#### EXERCISE AIM:
In each item below, swap every "pointer" for "locator" and write the lines out again with nothing else changed, omitting the pictures.

Stored records

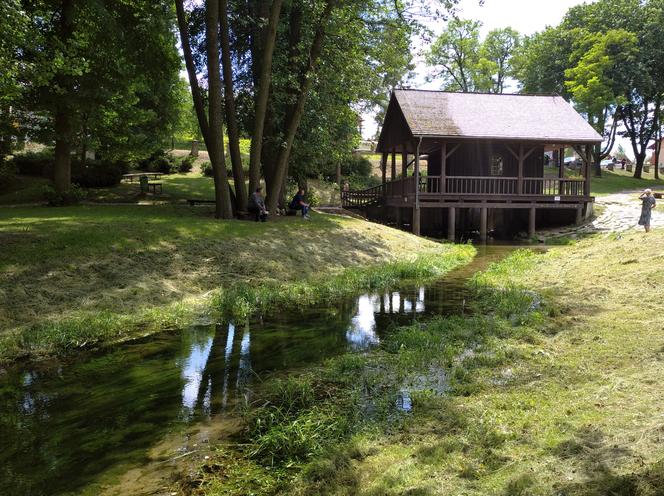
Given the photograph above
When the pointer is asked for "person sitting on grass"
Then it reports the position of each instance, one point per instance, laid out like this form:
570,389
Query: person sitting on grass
646,208
297,203
256,205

#### CORRECT ANSWER:
Given the photograph above
When the locator is asked for "person sitting on grass"
Then it reports the position of each instance, one point per instance, laid out like this form:
570,389
Query: person sitting on grass
646,208
297,203
256,205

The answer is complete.